▶ **PROBLEM STATEMENT**: Return each of the following lines word for word, leaving the pictures out of your answer.

▶ **GIVEN RECORDS**:
[start]

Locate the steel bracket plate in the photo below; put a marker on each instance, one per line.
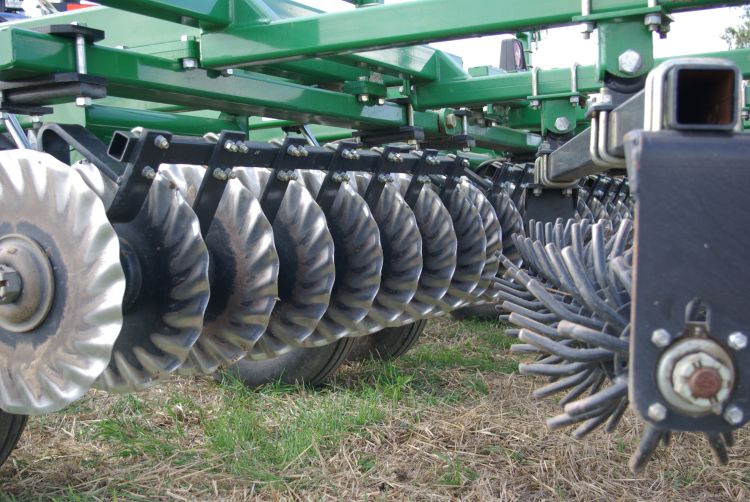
(691, 242)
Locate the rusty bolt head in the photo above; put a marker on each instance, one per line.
(701, 379)
(10, 285)
(705, 383)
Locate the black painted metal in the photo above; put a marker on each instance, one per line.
(691, 241)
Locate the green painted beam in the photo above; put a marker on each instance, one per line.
(400, 24)
(132, 75)
(513, 86)
(192, 12)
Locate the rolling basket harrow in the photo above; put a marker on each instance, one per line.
(258, 187)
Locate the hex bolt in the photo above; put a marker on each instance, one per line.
(10, 285)
(630, 61)
(661, 338)
(734, 415)
(737, 341)
(562, 124)
(189, 63)
(148, 173)
(395, 158)
(161, 142)
(292, 151)
(657, 412)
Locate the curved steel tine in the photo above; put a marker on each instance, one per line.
(588, 295)
(558, 370)
(594, 338)
(649, 442)
(622, 271)
(561, 384)
(615, 392)
(537, 316)
(548, 232)
(621, 238)
(594, 423)
(600, 266)
(567, 353)
(593, 381)
(528, 323)
(558, 308)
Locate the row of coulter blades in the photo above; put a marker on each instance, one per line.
(162, 256)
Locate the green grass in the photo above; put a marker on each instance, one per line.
(270, 435)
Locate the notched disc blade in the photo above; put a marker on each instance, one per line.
(471, 254)
(307, 270)
(439, 247)
(46, 207)
(485, 290)
(244, 273)
(511, 223)
(166, 266)
(358, 258)
(402, 253)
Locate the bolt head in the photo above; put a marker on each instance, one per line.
(630, 62)
(661, 338)
(161, 142)
(737, 341)
(189, 63)
(562, 124)
(657, 412)
(734, 415)
(148, 173)
(10, 285)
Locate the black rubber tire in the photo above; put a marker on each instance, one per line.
(485, 312)
(307, 366)
(11, 428)
(388, 344)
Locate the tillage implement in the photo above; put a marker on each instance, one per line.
(258, 187)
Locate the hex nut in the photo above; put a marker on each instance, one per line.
(10, 285)
(562, 124)
(630, 62)
(661, 338)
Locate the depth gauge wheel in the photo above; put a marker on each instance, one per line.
(388, 344)
(11, 428)
(309, 366)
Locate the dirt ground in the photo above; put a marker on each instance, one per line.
(452, 420)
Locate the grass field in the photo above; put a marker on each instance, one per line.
(451, 420)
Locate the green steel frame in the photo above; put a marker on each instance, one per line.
(284, 60)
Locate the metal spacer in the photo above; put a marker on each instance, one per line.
(148, 173)
(734, 415)
(657, 412)
(661, 338)
(737, 341)
(220, 174)
(161, 142)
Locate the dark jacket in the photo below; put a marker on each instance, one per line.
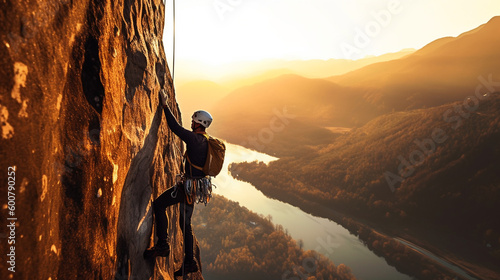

[end]

▶ **EXERCISE OUTPUT**:
Locate the steel bracket plate in the photo below; put a marker on each instance, one per line.
(691, 242)
Locate the rusty bolt head in the photo above; put a marker on each instance, one per line.
(701, 379)
(10, 285)
(705, 383)
Locate the black painted metal in the photo above; put a marker on each instance, one per line.
(691, 241)
Locate the green painted beam in the photo above; put a marker on each instance, one per line.
(400, 24)
(132, 75)
(513, 86)
(192, 12)
Locate the rolling basket harrow in the photo above; put a marker on each instance, one per line.
(258, 187)
Locate the hex bolt in the photo above; put a marker on each instance, one per line.
(10, 285)
(630, 61)
(661, 338)
(734, 415)
(737, 341)
(562, 124)
(189, 63)
(148, 173)
(395, 158)
(161, 142)
(292, 151)
(657, 412)
Locate the curved steel tine in the photo above; put a marker on each instance, one per line.
(588, 295)
(558, 370)
(594, 338)
(649, 442)
(622, 271)
(561, 384)
(615, 392)
(537, 316)
(548, 232)
(621, 238)
(594, 423)
(600, 266)
(567, 353)
(593, 381)
(528, 323)
(558, 308)
Locate the row of coulter blades in the photo above; put a marker on each instance, one per line.
(162, 256)
Locate the green grass in the photo above; put a marker on each instance, one per line.
(270, 435)
Locate the notched disc blade in the photo above; put a marker on each instance, one per line.
(471, 254)
(307, 270)
(439, 247)
(46, 207)
(485, 290)
(244, 273)
(511, 223)
(166, 266)
(358, 258)
(402, 253)
Locate the bolt head in the photo above; put a marker on each instance, one per line.
(630, 62)
(661, 338)
(161, 142)
(737, 341)
(189, 63)
(562, 124)
(657, 412)
(734, 415)
(148, 173)
(10, 285)
Locate the black rubber tire in the photo above; put a marker on each instance, one per line.
(485, 312)
(307, 366)
(11, 428)
(388, 344)
Locate the tillage implement in the photo above; put a marker on each instance, one per line.
(258, 187)
Locate the hex nut in the photo above; put a marker on each instance, one per line.
(10, 285)
(562, 124)
(630, 62)
(661, 338)
Locate the depth gauge wheel in the photo above; put a marker on each instance, one per line.
(388, 344)
(11, 428)
(309, 366)
Locate the dirt ground in the photo above; put a marker on each instance, one per line.
(452, 420)
Locate the grass field in the photo above; put a marker on each instance, one per line.
(451, 420)
Locate the green steel frame in the photo above; put a marker on each instance, one per line.
(284, 60)
Locate the metal spacer in the photo above; put a marker on each instance, one per line.
(148, 173)
(734, 415)
(657, 412)
(661, 338)
(737, 341)
(220, 174)
(161, 142)
Locate the dark jacket in the photo below; put a marker on each instance, one per line.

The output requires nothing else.